» **TEXTO PARA LEITURA**:
------------

O modelo do ENEM – em que uma prova única garante acesso a quase todas as instituições públicas do Brasil – é raro no resto do mundo. Outros países, principalmente os que tem um sistema de ensino majoritariamente privado adotam sistemas de ingresso diferentes – que, com frequência, não utilizam provas como único critério. Vamos comentar alguns casos:
Os Estados Unidos têm uma prova parecida com o nosso ENEM, chamada SAT, que é padronizada para todo o território (exceto que, por lá, a prova não é o único nem o principal critério de seleção). O exame é aplicado algumas vezes por ano. Com a pandemia, o SAT marcado para o dia 6 de junho foi cancelado, e novas datas foram marcadas. As provas vão rolar mensalmente, começando no fim de agosto e indo até dezembro.
A College Board, instituição governamental responsável pela prova, também deixou claro que as avaliações só serão realizadas a partir de agosto caso as condições de saúde pública permitam. Como a prova acontece várias vezes todos os anos, o debate sobre tempo para preparação não pegou tão forte por lá.
Outro país com prova unificada é a China. Por lá, o ENEM se chama GaoKao, e tem uma certa fama por ser a maior prova do mundo – só neste ano, 10 milhões de estudantes vão participar. O exame permite que os alunos com maiores notas consigam ingressar nas melhores universidade do país, e por isso é levado bem a sério. Graças à pandemia, porém, a prova foi adiada um mês, de junho para julho. Foi a terceira vez na história que a data do exame foi mudada por circunstâncias extraordinárias.
A China foi a primeira atingida pela pandemia, mas agora parece ter controlado a crise (ainda há o temor de uma segunda onda de infecções com a reabertura gradual). Por isso o adiamento foi modesto, de apenas um mês. No país asiático também há um debate sobre as datas: alguns temem que a pandemia tenha afetado principalmente estudantes de comunidades e vilarejos do interior, que têm condições piores de acesso à educação em comparação com os estudantes dos grandes centros urbanos. Mas também houve quem criticou o adiamento: como a rotina de estudos costuma ser bem puxada na China, um mês a mais é sinônimo de esgotamento para os estudantes.

------------

» **O QUE FAZER**: De acordo com o texto para leitura, quantos estudantes vão participar do GaoKao neste ano?

------------

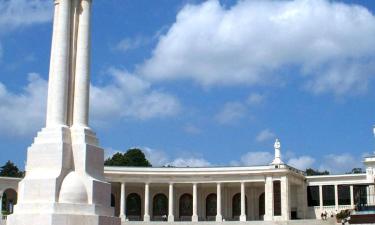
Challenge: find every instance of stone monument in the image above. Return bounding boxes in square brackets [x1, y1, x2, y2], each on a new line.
[271, 138, 284, 165]
[8, 0, 120, 225]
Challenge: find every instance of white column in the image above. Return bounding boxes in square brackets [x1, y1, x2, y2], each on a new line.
[240, 182, 246, 221]
[46, 0, 71, 127]
[350, 185, 355, 209]
[0, 194, 3, 218]
[280, 176, 290, 220]
[216, 183, 223, 222]
[319, 185, 323, 213]
[191, 183, 198, 222]
[335, 184, 339, 210]
[73, 0, 91, 128]
[143, 183, 150, 222]
[168, 183, 174, 222]
[120, 182, 126, 221]
[264, 176, 273, 221]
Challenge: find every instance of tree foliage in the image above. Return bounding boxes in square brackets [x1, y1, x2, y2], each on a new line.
[0, 160, 24, 177]
[104, 148, 152, 167]
[305, 168, 329, 176]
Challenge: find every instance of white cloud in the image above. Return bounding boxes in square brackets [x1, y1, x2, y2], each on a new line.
[215, 102, 247, 125]
[115, 36, 150, 52]
[287, 156, 315, 170]
[0, 0, 53, 34]
[0, 70, 180, 136]
[255, 129, 276, 142]
[319, 153, 363, 174]
[183, 124, 202, 134]
[91, 69, 180, 123]
[0, 73, 47, 136]
[238, 152, 274, 166]
[139, 0, 375, 95]
[167, 157, 212, 167]
[246, 93, 265, 105]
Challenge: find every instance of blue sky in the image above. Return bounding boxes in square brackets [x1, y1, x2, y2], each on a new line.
[0, 0, 375, 173]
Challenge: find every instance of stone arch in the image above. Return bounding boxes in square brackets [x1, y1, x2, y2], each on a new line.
[152, 193, 168, 220]
[1, 188, 18, 214]
[232, 193, 247, 220]
[179, 193, 193, 220]
[111, 193, 116, 207]
[126, 193, 142, 221]
[259, 192, 266, 219]
[206, 193, 217, 220]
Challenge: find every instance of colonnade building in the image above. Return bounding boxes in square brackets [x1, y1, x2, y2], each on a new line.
[0, 141, 375, 223]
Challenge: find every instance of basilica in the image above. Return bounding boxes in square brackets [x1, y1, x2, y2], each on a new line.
[0, 140, 375, 223]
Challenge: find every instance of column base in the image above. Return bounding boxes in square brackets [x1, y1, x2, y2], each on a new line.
[7, 214, 121, 225]
[143, 215, 151, 222]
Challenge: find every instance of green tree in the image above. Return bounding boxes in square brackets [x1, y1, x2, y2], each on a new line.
[0, 161, 24, 177]
[305, 168, 329, 176]
[104, 148, 152, 167]
[347, 168, 365, 174]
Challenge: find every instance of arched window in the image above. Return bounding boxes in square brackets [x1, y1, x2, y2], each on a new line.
[206, 194, 217, 220]
[179, 194, 193, 220]
[259, 192, 266, 219]
[111, 194, 116, 207]
[152, 194, 168, 220]
[232, 193, 247, 220]
[126, 193, 142, 221]
[1, 189, 17, 214]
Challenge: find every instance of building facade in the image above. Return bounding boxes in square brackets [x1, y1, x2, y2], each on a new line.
[0, 140, 375, 223]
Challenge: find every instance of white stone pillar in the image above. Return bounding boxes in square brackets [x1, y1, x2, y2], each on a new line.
[120, 182, 126, 221]
[191, 183, 198, 222]
[240, 182, 246, 221]
[73, 0, 91, 128]
[319, 185, 323, 213]
[280, 176, 290, 220]
[350, 185, 355, 209]
[264, 176, 273, 221]
[168, 183, 174, 222]
[143, 183, 150, 222]
[46, 0, 71, 127]
[0, 194, 3, 217]
[334, 184, 339, 211]
[216, 183, 223, 222]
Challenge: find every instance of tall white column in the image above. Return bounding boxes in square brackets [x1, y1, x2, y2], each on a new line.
[280, 176, 290, 220]
[319, 185, 323, 213]
[73, 0, 91, 128]
[143, 183, 150, 222]
[0, 194, 3, 217]
[335, 184, 339, 210]
[168, 183, 174, 222]
[264, 176, 274, 221]
[240, 182, 246, 221]
[216, 183, 223, 222]
[350, 185, 355, 209]
[120, 182, 126, 221]
[46, 0, 71, 127]
[191, 183, 198, 222]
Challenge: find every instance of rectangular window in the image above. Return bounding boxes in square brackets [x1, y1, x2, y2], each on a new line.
[323, 185, 335, 206]
[307, 186, 320, 207]
[273, 181, 281, 216]
[353, 185, 368, 205]
[337, 185, 350, 205]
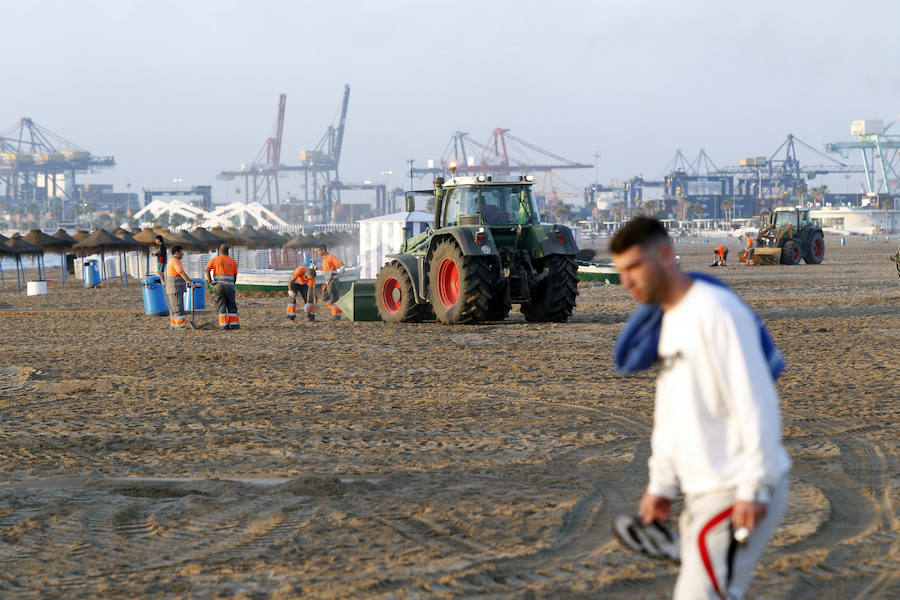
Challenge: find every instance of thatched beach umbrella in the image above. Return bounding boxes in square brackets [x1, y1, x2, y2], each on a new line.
[53, 227, 78, 246]
[133, 227, 165, 276]
[22, 229, 75, 285]
[3, 233, 44, 294]
[113, 227, 150, 287]
[72, 229, 128, 287]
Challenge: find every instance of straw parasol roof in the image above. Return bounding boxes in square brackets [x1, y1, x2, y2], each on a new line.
[3, 233, 44, 256]
[72, 229, 129, 256]
[22, 229, 75, 254]
[191, 227, 226, 250]
[113, 227, 150, 252]
[53, 227, 78, 247]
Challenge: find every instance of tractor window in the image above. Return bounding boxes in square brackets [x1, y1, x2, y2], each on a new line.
[775, 211, 797, 227]
[483, 185, 537, 225]
[444, 185, 537, 226]
[444, 187, 478, 226]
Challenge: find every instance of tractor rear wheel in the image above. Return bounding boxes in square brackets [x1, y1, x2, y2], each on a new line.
[781, 240, 802, 265]
[428, 239, 496, 325]
[803, 231, 825, 265]
[375, 261, 425, 323]
[522, 254, 578, 323]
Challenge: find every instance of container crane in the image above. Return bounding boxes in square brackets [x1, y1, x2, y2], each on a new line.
[0, 117, 116, 219]
[216, 94, 287, 206]
[410, 127, 594, 176]
[825, 115, 900, 194]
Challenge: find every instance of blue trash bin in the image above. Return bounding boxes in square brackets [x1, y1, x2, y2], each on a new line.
[184, 279, 206, 310]
[84, 259, 100, 287]
[141, 276, 169, 315]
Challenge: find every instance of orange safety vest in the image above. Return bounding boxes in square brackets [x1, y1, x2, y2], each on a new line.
[322, 254, 344, 271]
[206, 254, 237, 283]
[166, 256, 184, 279]
[291, 267, 316, 285]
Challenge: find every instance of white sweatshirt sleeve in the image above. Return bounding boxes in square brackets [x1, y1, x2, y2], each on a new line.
[647, 399, 679, 500]
[704, 299, 786, 502]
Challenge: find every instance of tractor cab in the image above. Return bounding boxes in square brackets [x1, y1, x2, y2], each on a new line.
[772, 207, 810, 229]
[439, 175, 540, 233]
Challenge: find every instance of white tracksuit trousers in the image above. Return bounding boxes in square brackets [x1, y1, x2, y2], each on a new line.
[674, 476, 788, 600]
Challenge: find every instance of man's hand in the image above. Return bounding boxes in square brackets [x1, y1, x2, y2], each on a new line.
[638, 492, 672, 525]
[731, 500, 766, 531]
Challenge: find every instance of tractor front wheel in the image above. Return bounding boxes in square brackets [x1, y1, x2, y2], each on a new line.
[522, 255, 578, 323]
[375, 261, 424, 323]
[803, 231, 825, 265]
[428, 239, 496, 325]
[781, 240, 802, 265]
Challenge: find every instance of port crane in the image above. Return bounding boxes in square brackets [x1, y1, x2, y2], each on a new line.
[217, 94, 287, 206]
[410, 127, 594, 176]
[0, 117, 116, 216]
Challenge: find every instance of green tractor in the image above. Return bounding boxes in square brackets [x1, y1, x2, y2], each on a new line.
[375, 175, 578, 324]
[753, 207, 825, 265]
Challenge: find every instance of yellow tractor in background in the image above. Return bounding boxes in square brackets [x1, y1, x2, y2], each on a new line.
[753, 206, 825, 265]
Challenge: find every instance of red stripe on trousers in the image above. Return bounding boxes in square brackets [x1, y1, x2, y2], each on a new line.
[697, 506, 734, 600]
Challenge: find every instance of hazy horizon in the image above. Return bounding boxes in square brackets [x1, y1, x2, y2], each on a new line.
[0, 0, 900, 203]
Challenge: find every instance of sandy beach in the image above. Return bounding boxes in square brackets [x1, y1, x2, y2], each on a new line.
[0, 237, 900, 600]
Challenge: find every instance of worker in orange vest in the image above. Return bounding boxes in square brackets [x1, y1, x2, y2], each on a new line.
[709, 246, 728, 267]
[166, 246, 200, 329]
[316, 244, 344, 320]
[205, 244, 241, 329]
[741, 233, 756, 265]
[287, 265, 316, 321]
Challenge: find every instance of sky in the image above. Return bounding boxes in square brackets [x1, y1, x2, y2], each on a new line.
[0, 0, 900, 203]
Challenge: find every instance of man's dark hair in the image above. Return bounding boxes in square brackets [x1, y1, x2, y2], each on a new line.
[609, 217, 669, 254]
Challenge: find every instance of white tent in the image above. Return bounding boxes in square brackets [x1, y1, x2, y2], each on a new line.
[210, 202, 287, 227]
[134, 200, 288, 229]
[359, 210, 434, 279]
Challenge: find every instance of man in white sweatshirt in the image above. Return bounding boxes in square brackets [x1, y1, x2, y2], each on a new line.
[610, 217, 790, 600]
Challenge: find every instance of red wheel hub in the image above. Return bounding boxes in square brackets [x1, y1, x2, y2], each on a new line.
[381, 277, 403, 314]
[437, 258, 459, 308]
[813, 238, 825, 260]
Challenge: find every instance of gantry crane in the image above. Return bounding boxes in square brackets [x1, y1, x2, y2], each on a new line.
[410, 127, 593, 176]
[0, 117, 116, 220]
[217, 94, 287, 206]
[825, 115, 900, 194]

------------

» **ESPAÇO DA RESPOSTA**: 10 milhões de estudantes.